Write out exactly the lines running from the line that includes "Put one point on every instance of the man in blue" to the end of the data, both ends included, and nothing besides.
-------- DATA SUPPLIED --------
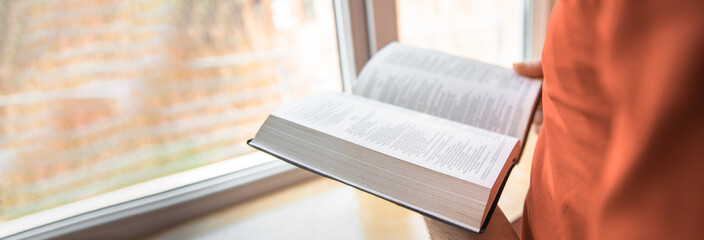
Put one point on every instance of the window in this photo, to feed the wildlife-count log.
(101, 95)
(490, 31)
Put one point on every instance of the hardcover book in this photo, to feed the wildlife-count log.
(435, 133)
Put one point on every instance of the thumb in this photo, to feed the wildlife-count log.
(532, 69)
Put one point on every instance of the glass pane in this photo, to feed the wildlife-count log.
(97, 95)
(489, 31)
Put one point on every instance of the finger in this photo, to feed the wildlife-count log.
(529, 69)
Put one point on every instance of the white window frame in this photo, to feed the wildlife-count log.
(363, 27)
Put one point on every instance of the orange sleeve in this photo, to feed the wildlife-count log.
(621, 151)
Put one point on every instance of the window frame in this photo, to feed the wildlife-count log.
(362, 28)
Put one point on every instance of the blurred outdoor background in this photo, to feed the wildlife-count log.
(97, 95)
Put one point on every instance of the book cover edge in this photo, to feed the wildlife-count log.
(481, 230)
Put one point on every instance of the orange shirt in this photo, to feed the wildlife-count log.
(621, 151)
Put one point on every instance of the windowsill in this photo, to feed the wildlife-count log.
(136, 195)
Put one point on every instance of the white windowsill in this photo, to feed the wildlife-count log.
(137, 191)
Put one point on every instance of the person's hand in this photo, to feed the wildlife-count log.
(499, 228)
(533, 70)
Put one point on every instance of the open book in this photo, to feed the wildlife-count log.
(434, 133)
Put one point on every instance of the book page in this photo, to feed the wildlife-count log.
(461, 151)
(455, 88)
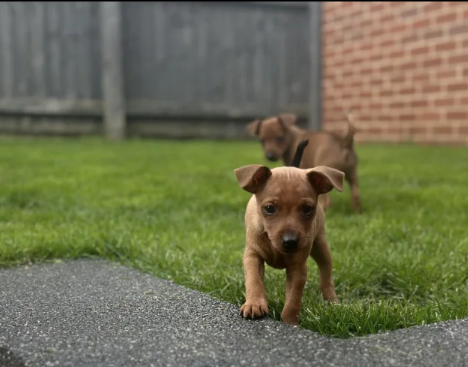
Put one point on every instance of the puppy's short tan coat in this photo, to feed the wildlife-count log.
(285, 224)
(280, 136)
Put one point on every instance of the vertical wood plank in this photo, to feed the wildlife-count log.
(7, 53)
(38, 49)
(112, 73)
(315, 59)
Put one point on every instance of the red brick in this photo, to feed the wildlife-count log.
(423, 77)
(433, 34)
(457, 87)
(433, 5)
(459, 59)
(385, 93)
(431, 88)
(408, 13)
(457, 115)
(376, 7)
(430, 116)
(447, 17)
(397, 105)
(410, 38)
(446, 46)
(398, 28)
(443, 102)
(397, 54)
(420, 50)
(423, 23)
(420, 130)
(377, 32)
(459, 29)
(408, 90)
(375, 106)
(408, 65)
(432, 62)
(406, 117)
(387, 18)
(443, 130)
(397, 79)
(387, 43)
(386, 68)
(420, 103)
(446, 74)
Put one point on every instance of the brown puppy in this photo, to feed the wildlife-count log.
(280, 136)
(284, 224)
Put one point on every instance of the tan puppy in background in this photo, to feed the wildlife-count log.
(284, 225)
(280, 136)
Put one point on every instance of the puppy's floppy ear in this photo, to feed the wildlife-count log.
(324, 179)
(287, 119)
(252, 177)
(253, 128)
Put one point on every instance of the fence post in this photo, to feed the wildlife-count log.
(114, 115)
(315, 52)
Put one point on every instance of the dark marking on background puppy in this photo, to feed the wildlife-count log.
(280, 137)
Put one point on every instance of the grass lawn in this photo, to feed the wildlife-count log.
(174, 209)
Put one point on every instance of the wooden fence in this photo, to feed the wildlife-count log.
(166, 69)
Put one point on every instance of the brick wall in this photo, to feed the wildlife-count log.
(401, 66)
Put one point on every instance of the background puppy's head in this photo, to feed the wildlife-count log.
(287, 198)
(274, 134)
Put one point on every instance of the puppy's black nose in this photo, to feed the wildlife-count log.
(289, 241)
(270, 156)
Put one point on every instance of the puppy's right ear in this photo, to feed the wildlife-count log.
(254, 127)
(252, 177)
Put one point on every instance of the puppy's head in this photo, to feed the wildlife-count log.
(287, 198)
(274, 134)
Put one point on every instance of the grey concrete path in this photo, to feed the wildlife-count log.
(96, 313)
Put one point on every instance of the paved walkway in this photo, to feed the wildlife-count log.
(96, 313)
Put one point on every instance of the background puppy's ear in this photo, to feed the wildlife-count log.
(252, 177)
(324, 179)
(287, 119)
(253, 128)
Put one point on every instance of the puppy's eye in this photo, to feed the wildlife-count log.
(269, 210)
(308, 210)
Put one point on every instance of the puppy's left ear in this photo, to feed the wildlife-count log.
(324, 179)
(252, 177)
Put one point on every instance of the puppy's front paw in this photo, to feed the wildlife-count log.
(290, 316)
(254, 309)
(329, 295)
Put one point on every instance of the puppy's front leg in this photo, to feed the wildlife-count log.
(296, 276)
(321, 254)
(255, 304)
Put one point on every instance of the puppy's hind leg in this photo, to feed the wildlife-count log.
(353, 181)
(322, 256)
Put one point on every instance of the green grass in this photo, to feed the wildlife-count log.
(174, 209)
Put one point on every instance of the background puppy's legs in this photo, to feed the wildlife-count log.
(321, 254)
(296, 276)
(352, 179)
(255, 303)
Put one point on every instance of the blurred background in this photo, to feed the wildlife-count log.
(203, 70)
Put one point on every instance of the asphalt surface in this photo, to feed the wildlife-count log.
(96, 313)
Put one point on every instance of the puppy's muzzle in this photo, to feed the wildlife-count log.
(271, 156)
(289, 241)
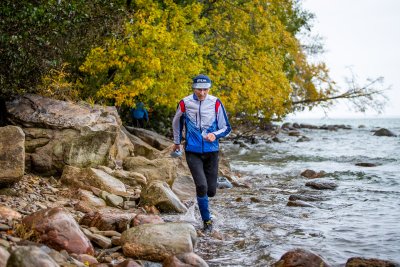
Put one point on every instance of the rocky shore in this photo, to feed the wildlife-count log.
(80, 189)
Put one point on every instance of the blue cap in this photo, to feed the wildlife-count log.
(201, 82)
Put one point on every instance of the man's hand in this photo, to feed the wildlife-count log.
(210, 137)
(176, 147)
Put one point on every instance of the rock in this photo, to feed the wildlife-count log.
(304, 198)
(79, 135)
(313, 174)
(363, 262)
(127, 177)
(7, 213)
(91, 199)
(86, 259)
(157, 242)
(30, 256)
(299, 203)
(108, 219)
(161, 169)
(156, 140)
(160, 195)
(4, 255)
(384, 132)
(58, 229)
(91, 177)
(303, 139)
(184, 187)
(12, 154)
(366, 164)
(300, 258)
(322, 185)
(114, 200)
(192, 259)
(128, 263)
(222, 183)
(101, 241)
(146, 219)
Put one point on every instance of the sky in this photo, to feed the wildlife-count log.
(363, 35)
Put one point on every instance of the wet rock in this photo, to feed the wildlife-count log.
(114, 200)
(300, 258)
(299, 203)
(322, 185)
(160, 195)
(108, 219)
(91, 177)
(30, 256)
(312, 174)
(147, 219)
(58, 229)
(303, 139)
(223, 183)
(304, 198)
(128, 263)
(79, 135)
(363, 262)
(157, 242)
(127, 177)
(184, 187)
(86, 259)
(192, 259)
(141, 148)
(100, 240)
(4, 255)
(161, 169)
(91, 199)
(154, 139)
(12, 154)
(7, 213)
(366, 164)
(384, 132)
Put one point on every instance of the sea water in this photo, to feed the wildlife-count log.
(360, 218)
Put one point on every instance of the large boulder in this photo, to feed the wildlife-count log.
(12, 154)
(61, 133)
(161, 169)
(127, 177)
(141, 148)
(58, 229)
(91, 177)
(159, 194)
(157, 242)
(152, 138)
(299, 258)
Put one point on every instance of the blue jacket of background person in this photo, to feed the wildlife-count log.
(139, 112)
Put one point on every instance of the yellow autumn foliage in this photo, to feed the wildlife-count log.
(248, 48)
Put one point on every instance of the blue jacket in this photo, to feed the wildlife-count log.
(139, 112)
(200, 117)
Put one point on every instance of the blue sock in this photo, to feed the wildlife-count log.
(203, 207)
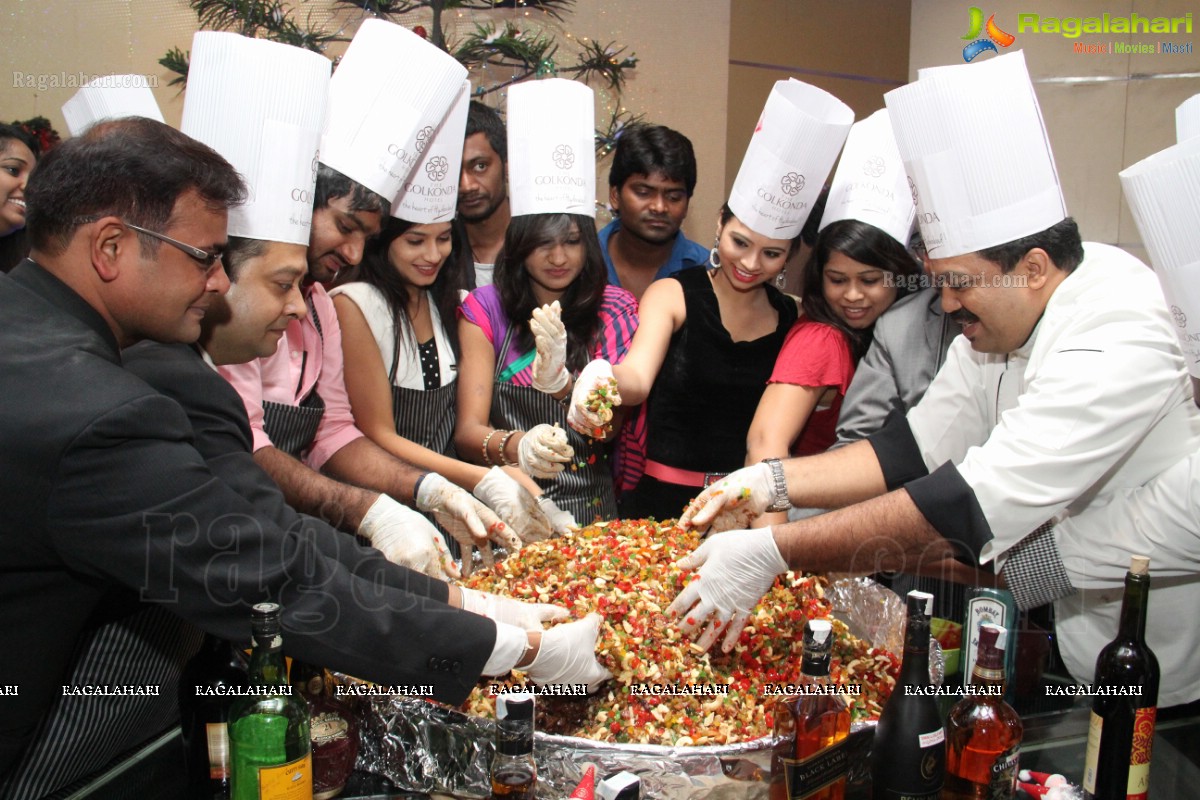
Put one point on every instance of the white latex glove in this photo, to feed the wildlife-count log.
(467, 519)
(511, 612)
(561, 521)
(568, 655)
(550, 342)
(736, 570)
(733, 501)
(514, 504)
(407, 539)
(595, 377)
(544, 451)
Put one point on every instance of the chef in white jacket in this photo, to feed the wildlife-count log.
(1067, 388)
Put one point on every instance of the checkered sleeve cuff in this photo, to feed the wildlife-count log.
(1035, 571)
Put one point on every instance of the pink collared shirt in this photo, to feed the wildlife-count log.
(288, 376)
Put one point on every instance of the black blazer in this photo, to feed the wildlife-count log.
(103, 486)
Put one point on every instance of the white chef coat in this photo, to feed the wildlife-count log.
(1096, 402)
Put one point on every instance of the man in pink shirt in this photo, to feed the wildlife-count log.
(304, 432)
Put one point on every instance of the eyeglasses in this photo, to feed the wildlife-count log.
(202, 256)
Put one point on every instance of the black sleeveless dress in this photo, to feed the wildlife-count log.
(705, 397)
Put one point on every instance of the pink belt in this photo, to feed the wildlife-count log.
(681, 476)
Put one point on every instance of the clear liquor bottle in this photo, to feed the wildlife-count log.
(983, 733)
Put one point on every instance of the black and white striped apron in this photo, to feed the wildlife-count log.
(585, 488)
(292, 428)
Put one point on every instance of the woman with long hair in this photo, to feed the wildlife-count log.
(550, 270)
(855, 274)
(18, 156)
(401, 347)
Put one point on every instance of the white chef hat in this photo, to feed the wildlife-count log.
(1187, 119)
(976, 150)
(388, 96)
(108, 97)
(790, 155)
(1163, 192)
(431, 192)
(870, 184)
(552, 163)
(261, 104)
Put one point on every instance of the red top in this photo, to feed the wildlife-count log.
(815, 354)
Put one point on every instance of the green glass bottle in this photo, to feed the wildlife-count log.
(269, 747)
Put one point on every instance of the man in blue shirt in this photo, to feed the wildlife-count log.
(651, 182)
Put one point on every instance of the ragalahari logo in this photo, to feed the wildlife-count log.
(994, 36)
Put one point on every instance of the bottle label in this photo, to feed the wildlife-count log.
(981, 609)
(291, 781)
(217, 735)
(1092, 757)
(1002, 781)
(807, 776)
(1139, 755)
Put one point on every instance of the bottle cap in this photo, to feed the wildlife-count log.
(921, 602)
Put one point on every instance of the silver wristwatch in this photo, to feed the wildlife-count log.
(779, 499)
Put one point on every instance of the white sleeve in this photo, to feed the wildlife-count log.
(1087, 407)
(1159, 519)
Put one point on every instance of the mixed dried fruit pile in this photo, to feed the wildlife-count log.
--------
- [PROBLEM SOLUTION]
Put one point on every instance of the man in blue shirt in this photo, to feed the wildlife-count log.
(651, 182)
Put one point on every instance of the ragalahari logo in this photo, to feed the wildlife-count log.
(994, 36)
Put one point on every instance of the bottle label in this photo, to feed the wildlife-count log.
(981, 609)
(291, 781)
(217, 735)
(1092, 757)
(1002, 781)
(807, 776)
(1139, 755)
Put one point on every instance of the bottle cap in this photo, to feed the wildlife-count log.
(921, 602)
Put one point on every instance of the silver wristwatch in this photo, to feed the wildlife-count log.
(779, 499)
Put one point on every instance of the white sleeve in this photo, to feed the wildlife-count log.
(1087, 407)
(1159, 519)
Put one point on every instance of the mixed dried fruit pile in this photo, to feed the wildlife-count log.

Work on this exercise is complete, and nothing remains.